* **RECORDS TO USE**:
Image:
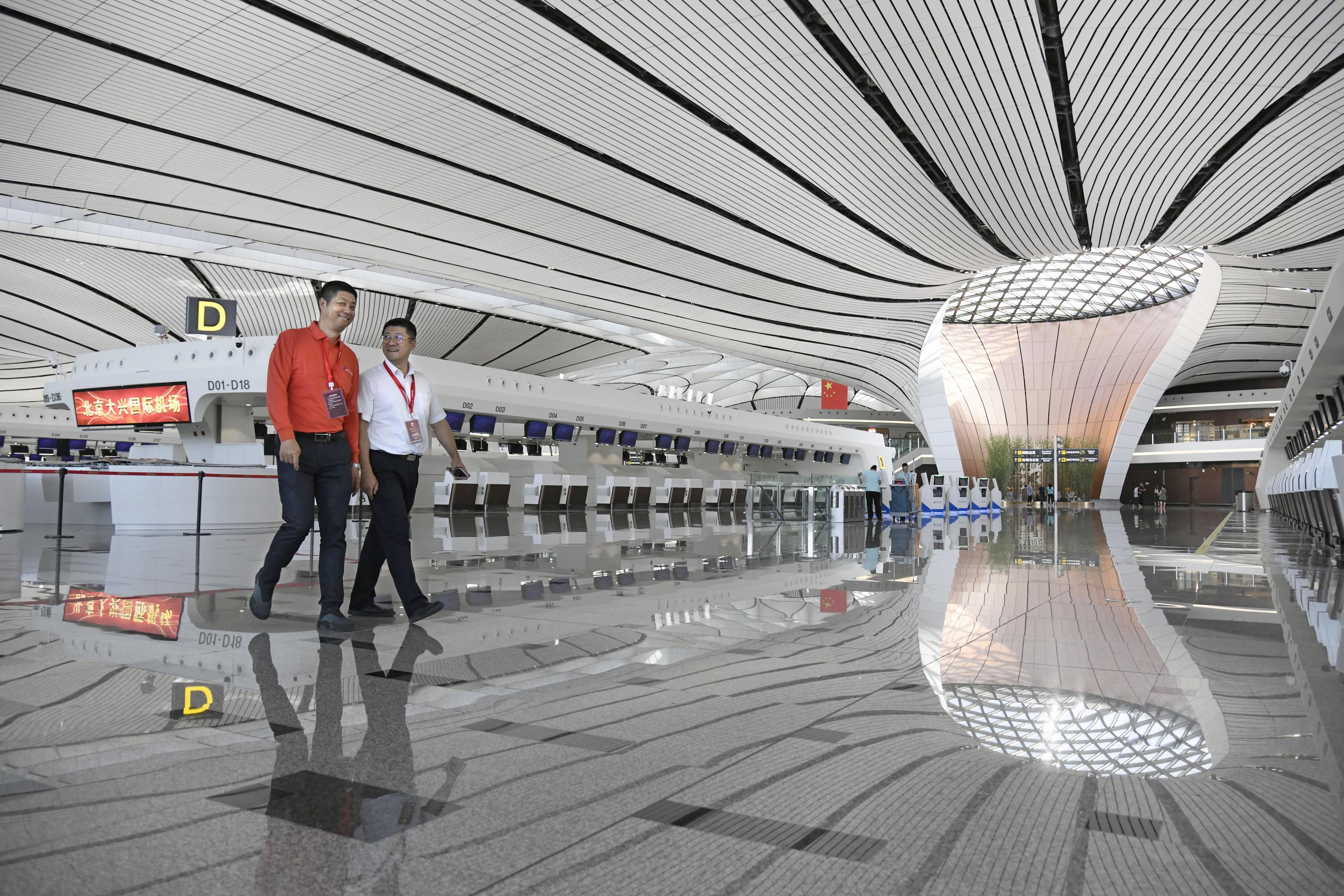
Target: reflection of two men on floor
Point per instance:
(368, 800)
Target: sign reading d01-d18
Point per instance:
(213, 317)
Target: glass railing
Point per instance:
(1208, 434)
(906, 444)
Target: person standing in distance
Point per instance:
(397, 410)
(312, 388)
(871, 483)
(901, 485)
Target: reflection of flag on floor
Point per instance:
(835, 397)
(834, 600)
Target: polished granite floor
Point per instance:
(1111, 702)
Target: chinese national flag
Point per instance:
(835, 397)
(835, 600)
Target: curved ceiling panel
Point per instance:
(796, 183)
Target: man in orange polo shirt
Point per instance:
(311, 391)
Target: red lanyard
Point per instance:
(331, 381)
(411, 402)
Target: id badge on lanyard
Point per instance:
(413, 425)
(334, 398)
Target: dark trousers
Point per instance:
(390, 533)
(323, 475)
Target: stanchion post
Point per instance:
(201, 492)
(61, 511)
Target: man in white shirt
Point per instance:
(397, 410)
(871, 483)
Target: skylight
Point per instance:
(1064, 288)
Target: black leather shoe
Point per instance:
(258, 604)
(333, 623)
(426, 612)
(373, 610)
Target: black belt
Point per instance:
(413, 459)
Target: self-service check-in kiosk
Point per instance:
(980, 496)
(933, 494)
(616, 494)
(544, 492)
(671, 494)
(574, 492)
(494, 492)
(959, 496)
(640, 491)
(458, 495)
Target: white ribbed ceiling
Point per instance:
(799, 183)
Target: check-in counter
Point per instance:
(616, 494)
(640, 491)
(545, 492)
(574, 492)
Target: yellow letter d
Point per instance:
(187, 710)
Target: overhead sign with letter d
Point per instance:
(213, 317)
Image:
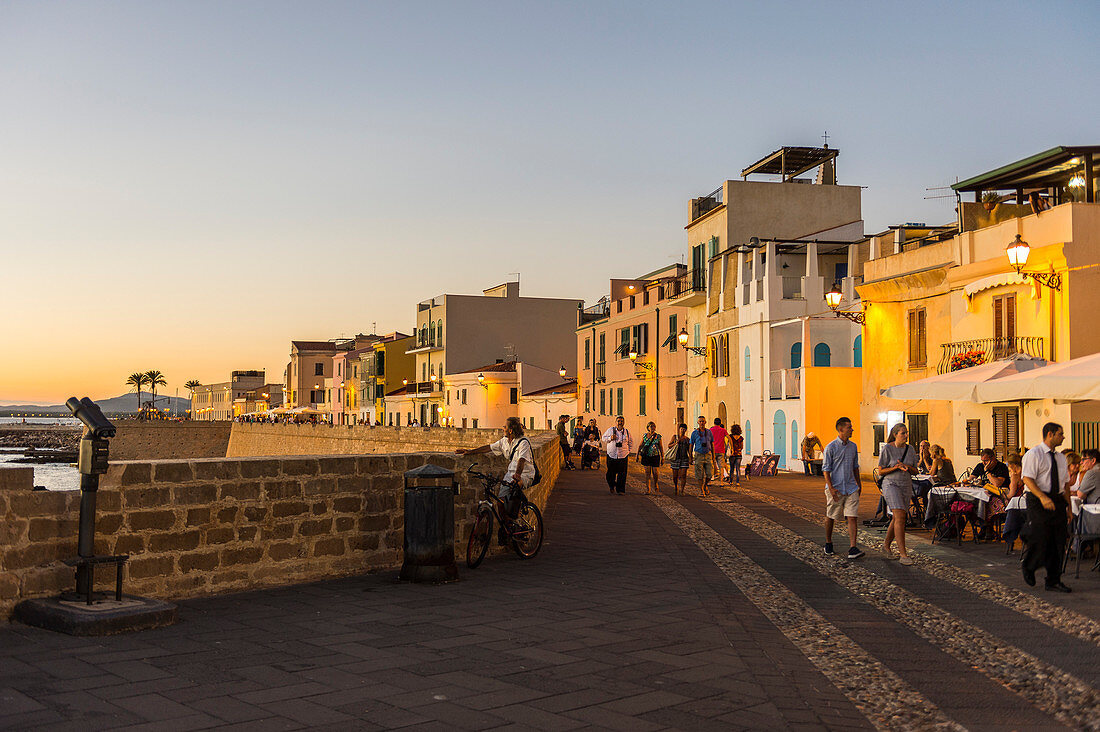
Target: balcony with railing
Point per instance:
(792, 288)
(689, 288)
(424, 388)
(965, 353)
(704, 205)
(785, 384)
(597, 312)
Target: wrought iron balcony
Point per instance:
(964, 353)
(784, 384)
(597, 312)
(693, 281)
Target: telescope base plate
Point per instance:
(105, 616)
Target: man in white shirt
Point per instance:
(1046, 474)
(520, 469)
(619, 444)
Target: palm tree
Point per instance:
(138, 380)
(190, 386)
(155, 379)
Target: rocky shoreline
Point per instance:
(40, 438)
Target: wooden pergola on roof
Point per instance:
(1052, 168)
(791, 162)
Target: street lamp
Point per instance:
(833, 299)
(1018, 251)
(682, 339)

* **SHORT EXERCISE**: Your task is to reproduce all of the material exactly. The pictures stay out.

* **RESULT OF THIS TASK**:
Image:
Target: reflection of two men on floor
Point per instance:
(368, 800)
Target: sign reading d01-d18
Point per instance:
(213, 317)
Target: glass railing
Point per instance:
(1208, 434)
(906, 444)
Target: person standing in distance
Point per instance:
(397, 410)
(312, 388)
(871, 483)
(901, 485)
Target: reflection of flag on floor
Point per instance:
(835, 397)
(834, 600)
Target: polished granite floor
Point per instance:
(1111, 702)
Target: chinese national flag
Point per instance:
(835, 397)
(835, 600)
Target: curved ceiling panel
Point per instance:
(796, 183)
Target: man in orange polo shirt
Point per instance:
(311, 391)
Target: red lanyard
Point per instance:
(331, 381)
(411, 402)
Target: id badge on lanyard
Point per instance:
(413, 425)
(334, 398)
Target: dark trousers
Point per instance:
(390, 533)
(323, 475)
Target: stanchion post
Point per instance:
(201, 492)
(61, 511)
Target: man in white shirt
Point per instance:
(397, 410)
(871, 483)
Target: skylight
Point per instance:
(1064, 288)
Target: black leather shoe
Point per instance:
(258, 604)
(333, 623)
(426, 612)
(373, 610)
Target: black belt
Point per instance:
(413, 459)
Target: self-service check-in kiosk
Point per instance:
(980, 496)
(933, 494)
(616, 494)
(544, 492)
(671, 494)
(574, 492)
(494, 492)
(959, 496)
(640, 491)
(458, 495)
Target: white ribbed ceiling
Point per instance:
(799, 183)
Target: check-in counter
Point per instance:
(616, 494)
(640, 491)
(545, 492)
(574, 492)
Target: yellow letter d
Point per instance:
(187, 710)
Target: overhead sign with letter d
Point per instance:
(213, 317)
Image:
Target: balcony with railing
Point per instance:
(792, 288)
(689, 288)
(424, 388)
(965, 353)
(704, 205)
(785, 384)
(597, 312)
Target: wrought iron balcony
Point per instance:
(964, 353)
(784, 384)
(597, 312)
(693, 281)
Target: telescope base plate
Point per instance:
(105, 616)
Target: man in white shirt
Point per instance:
(1046, 474)
(520, 469)
(619, 444)
Target: palm tree
Point per instance:
(138, 380)
(190, 386)
(155, 379)
Target: rocky shoreline
Point per instance:
(40, 438)
Target: wooden pergola on roof
Point per instance:
(1052, 168)
(791, 162)
Target: street lamp
Point per instance:
(833, 299)
(1018, 251)
(682, 339)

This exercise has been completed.